課題一覧>
A. ニュースレターの内容に照らして、次の記述(i)〜(iii)がそれぞれ合っているかを「はい」か「いいえ」で答え、判断の決め手となる本文の言葉をそのまま引用せよ。(i) RSA Conference 2025はサンフランシスコで開かれる。(ii) 先週末のサンフランシスコは春らしく暖かかった。(iii) 夜間の移動には徒歩が勧められている。
B. ニュースレターによれば、RSA期間中のサンフランシスコの天候はどうなる見込みか。
C. サンフランシスコの近況を伝えるニュースレターの続きを、示された最後の文の後から書け。

抽出テキスト>
"""
Weekly Newsletter #218
AIが“仮想社員”に? Anthropic社CISOが警鐘/OpenAI、Chrome買収に興味? – Google裁判で意外な発言/ イーロン・マスクのxAI、史上2番目の大型資金調達へ
サンフランシスコの遠景(O-DAN)
皆さんおはようございます!
来週はいよいよ、サンフランシスコで世界最大級のセキュリティカンファレンス RSA Conference 2025 が開幕します。日本からご参加予定のお客様も多くいらっしゃると伺っており、私たちネットワンUSAメンバーも現地でアテンドの準備を着々と進めています。
ちなみにサンフランシスコ市内の様子ですが、先週末は冬に逆戻りしたかのような冷たい風が吹き、一時は真冬のコートを引っ張り出したくなる寒さでした。ただ、天気予報によれば来週に向けて徐々に春らしい暖かさが戻ってくる見込みとのことです。RSA期間中は比較的過ごしやすい陽気になりそうなので、どうぞご安心ください。
一方で、ダウンタウン周辺では、一時期は減少傾向にあったホームレスの方々の数がまた増えつつあり、エリアによっては治安面で注意が必要な状況も見受けられます。特に夜間の外出や人気の少ない通りはなるべく避け、タクシーやライドシェアの利用をおすすめします。
"""
データ一覧>
"""
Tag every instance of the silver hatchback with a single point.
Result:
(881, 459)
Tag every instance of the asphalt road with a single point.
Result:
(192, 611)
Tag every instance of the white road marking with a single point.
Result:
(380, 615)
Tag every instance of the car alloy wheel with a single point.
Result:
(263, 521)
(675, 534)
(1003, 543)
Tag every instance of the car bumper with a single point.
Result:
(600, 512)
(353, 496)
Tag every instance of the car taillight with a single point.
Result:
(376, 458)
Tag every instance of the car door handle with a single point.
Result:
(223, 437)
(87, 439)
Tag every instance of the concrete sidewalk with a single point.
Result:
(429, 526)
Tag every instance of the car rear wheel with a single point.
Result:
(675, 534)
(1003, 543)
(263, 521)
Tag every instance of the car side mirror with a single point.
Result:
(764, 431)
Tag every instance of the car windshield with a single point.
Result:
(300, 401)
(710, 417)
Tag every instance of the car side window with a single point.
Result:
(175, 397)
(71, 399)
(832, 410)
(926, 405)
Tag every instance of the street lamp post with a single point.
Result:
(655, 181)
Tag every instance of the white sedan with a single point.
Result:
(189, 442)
"""
"""
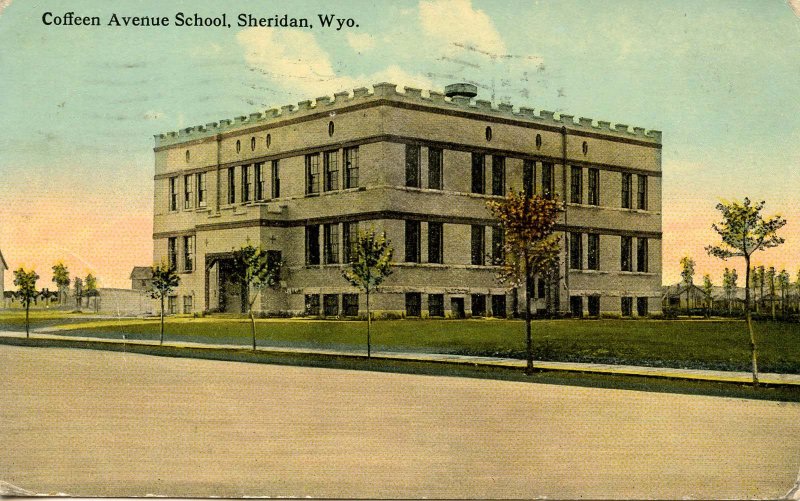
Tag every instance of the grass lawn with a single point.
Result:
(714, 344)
"""
"""
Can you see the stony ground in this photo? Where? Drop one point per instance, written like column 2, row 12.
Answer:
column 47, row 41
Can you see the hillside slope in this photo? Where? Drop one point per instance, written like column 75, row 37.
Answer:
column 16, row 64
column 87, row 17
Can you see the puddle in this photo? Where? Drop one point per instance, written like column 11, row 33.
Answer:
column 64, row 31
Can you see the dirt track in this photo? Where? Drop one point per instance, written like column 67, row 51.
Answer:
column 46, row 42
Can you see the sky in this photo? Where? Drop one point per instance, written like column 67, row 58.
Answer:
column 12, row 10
"""
課題別の結果>
A.
(i) はい。「サンフランシスコで世界最大級のセキュリティカンファレンス RSA Conference 2025 が開幕します」
(ii) いいえ。「先週末は冬に逆戻りしたかのような冷たい風が吹き」
(iii) いいえ。「タクシーやライドシェアの利用をおすすめします」

B. 比較的過ごしやすい陽気になりそうだとされている。

C.
道中はくれぐれもお気をつけて、そしてRSAではぜひ充実した滞在をお楽しみください!
それでは今週も、シリコンバレー発の注目ニュースをお届けします。
先週のニュースレターを見逃した方はこちら
Weekly Newsletter #217:“すべての仕事”を自動化?物議を醸す新興企業/データセンター直結の原発電力、規制当局が待った/ NVIDIA、米国初のAIチップ生産へ大規模投資
AIが“仮想社員”に? Anthropic社CISOが警鐘
Photo:O-DAN
🌏今週のニュースのポイントを3行で
Anthropic社CISO「来年にはAIの“仮想社員”が社内ネットワークを動き回り始めるかもしれない」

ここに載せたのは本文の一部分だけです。